◆ RECORDS FOR THE EXERCISE:
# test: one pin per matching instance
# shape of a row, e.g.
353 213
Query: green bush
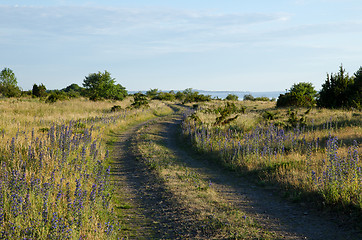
300 95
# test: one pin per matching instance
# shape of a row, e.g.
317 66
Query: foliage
102 86
268 115
74 90
8 83
232 97
39 91
156 94
337 91
152 93
194 96
355 91
249 97
301 95
226 112
116 108
305 156
140 101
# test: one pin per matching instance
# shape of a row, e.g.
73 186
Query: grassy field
310 153
54 173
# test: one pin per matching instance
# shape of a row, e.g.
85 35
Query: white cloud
151 29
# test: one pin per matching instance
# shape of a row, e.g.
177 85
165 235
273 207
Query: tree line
96 86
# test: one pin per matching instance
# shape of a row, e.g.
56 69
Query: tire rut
287 220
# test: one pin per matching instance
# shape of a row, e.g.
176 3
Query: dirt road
156 211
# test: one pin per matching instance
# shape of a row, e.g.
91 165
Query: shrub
8 83
334 93
102 86
39 91
140 100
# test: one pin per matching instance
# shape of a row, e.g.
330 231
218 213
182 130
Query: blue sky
259 45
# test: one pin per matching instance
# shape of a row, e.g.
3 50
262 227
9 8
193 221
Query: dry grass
193 189
298 168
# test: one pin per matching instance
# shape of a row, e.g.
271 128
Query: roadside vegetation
54 173
55 151
214 217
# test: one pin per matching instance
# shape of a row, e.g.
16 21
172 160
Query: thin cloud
154 29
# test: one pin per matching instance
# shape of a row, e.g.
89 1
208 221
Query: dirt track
156 213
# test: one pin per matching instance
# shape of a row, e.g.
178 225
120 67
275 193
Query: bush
232 97
8 83
39 91
56 96
101 86
300 95
334 93
248 97
194 96
140 100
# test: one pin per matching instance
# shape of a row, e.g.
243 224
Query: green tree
39 91
152 93
301 95
8 83
354 91
232 97
334 93
102 86
74 90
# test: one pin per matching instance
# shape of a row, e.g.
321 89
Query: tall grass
54 173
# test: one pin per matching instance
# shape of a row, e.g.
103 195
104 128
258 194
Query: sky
229 45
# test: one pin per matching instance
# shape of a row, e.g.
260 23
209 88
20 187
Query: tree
334 93
39 91
8 83
354 91
102 86
301 95
232 97
74 90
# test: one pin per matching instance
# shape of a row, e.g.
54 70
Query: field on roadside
310 153
54 173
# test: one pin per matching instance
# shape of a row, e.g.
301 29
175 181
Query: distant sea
223 94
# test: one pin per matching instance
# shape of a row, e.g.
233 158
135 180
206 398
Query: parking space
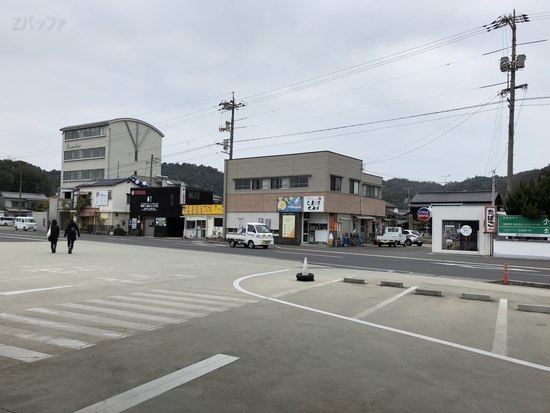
487 326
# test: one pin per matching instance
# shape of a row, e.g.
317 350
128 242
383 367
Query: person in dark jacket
54 235
71 232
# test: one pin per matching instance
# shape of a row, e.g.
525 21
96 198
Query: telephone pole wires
230 125
510 65
228 148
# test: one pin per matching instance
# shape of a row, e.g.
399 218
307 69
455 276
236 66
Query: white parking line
156 387
384 303
500 342
237 285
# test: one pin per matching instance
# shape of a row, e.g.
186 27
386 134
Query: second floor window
353 187
242 184
279 183
336 184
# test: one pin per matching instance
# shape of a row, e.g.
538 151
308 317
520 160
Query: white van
5 221
25 223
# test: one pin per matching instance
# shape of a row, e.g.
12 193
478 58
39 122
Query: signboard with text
490 223
314 204
519 226
289 204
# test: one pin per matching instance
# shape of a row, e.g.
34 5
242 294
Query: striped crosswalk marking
145 307
113 311
139 311
31 335
62 326
21 353
95 319
214 297
186 299
168 303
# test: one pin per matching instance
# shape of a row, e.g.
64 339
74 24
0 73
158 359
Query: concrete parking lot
88 328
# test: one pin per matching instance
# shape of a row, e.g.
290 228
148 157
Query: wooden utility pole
507 65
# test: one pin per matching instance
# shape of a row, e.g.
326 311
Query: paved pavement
87 328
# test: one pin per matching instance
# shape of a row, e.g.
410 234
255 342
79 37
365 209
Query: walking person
71 232
53 235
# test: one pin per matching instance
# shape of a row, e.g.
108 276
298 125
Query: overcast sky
410 88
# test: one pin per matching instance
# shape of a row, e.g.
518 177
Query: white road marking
146 308
308 254
384 303
122 313
55 341
484 267
61 326
21 353
95 319
500 342
35 290
156 387
214 297
168 303
186 299
237 285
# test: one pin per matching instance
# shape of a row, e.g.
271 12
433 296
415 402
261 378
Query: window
241 184
84 154
336 184
279 183
85 133
371 191
84 174
260 184
353 187
299 182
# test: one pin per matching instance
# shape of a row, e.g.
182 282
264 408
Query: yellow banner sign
202 210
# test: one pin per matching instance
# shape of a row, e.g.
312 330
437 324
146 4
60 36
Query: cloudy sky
410 88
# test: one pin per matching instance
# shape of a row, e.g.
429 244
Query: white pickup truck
253 233
392 236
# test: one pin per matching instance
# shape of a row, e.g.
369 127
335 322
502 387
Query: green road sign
519 226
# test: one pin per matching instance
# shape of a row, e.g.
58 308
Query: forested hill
396 190
204 177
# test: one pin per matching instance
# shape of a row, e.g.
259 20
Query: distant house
14 203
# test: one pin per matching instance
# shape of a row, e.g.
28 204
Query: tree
531 200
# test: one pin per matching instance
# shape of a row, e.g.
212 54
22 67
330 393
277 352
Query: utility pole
230 126
511 66
20 191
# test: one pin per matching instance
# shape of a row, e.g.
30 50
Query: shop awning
89 212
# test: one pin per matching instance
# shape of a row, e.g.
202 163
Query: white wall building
109 149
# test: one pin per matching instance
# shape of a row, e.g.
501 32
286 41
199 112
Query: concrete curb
534 308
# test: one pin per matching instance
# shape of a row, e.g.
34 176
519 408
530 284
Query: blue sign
424 214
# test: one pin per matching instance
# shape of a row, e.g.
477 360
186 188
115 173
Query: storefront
459 230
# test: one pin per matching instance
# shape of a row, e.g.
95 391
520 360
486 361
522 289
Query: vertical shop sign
314 203
491 220
289 226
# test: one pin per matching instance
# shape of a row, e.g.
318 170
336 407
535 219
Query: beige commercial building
304 198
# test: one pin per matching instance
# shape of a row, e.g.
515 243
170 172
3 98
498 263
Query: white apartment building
110 149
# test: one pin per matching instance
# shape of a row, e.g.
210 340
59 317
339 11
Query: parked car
392 236
25 223
413 237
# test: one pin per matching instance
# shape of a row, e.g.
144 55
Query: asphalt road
406 260
198 327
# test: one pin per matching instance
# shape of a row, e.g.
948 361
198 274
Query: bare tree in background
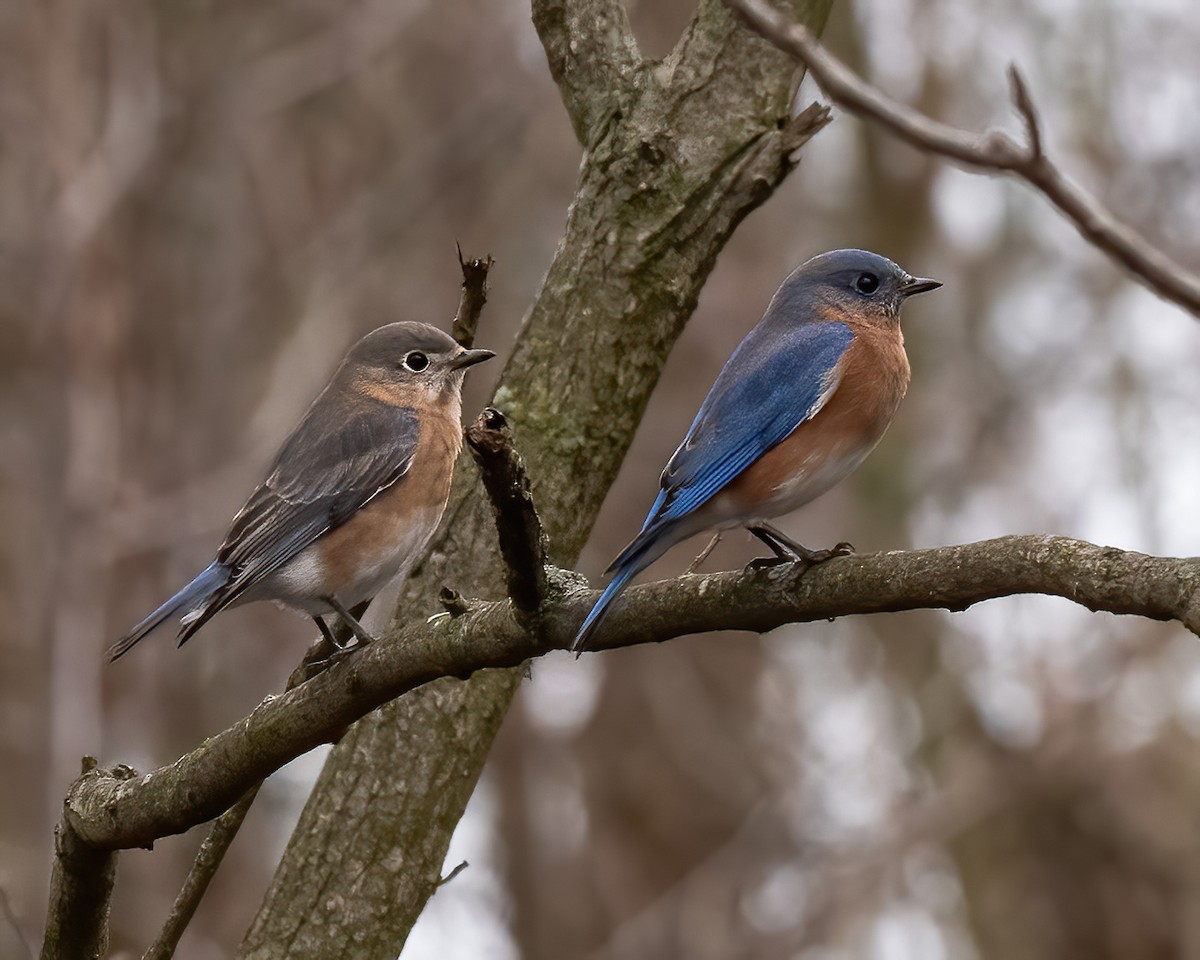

◆ WHAT YOU SHOULD DO: Report how many lines above contain the string "field". Give only the number.

◆ RESULT OF THIS TASK: 2